#### Stored records:
----------------------------------------

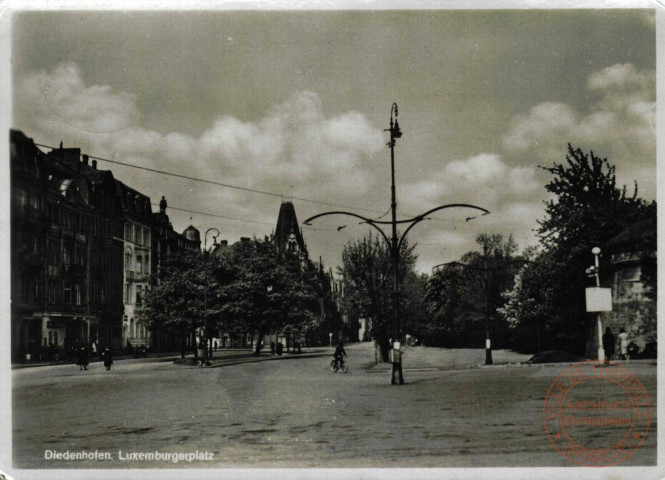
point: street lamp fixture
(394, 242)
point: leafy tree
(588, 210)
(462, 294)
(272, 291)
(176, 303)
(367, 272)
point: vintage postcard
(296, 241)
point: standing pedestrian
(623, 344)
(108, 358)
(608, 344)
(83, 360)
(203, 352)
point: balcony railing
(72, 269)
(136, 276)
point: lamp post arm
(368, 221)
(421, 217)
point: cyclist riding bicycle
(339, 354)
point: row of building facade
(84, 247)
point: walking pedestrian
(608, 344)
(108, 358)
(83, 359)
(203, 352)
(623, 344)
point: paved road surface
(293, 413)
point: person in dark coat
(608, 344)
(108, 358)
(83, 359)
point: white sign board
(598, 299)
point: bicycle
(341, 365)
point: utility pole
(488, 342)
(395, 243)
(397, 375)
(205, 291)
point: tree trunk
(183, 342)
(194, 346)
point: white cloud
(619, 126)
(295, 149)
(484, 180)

----------------------------------------

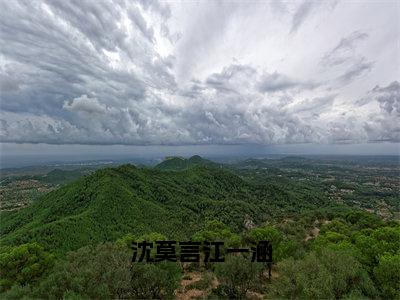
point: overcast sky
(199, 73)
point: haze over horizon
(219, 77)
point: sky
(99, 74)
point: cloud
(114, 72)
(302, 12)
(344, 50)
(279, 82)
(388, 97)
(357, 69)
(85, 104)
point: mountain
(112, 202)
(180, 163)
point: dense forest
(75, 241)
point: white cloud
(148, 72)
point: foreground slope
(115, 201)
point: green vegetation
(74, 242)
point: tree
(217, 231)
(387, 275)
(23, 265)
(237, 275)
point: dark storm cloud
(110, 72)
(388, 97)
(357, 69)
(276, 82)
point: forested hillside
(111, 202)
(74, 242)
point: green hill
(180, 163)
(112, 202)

----------------------------------------

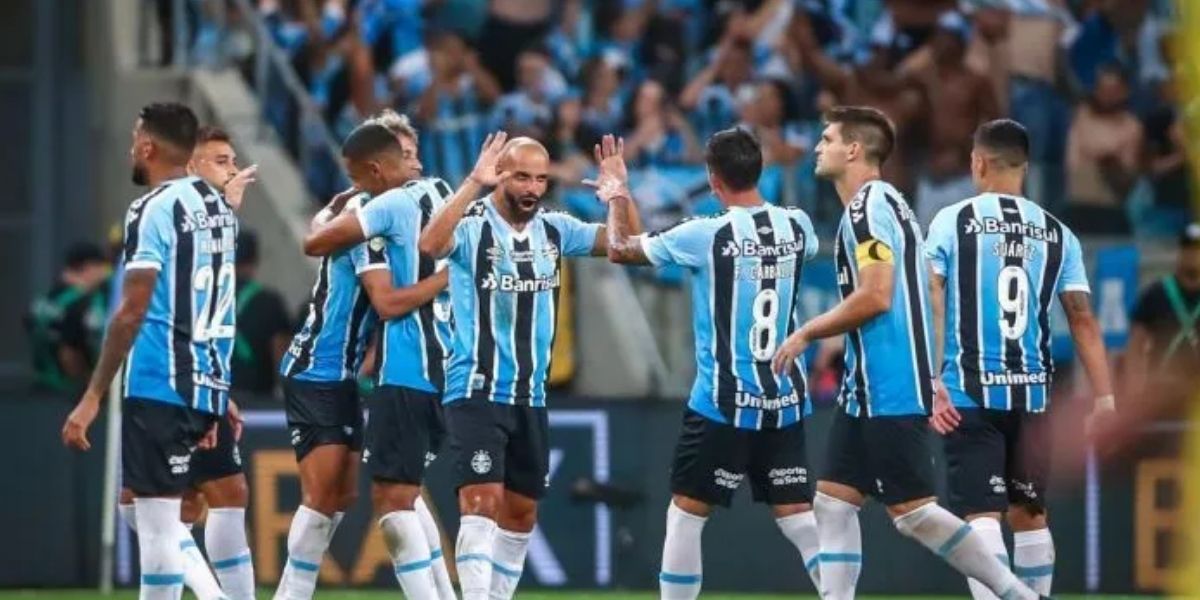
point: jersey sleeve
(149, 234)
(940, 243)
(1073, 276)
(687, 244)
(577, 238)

----------------------------------------

#### Description of the task:
Count the lines in the material that contain the string "pedestrian" and give only that number.

#### Answer to this task:
2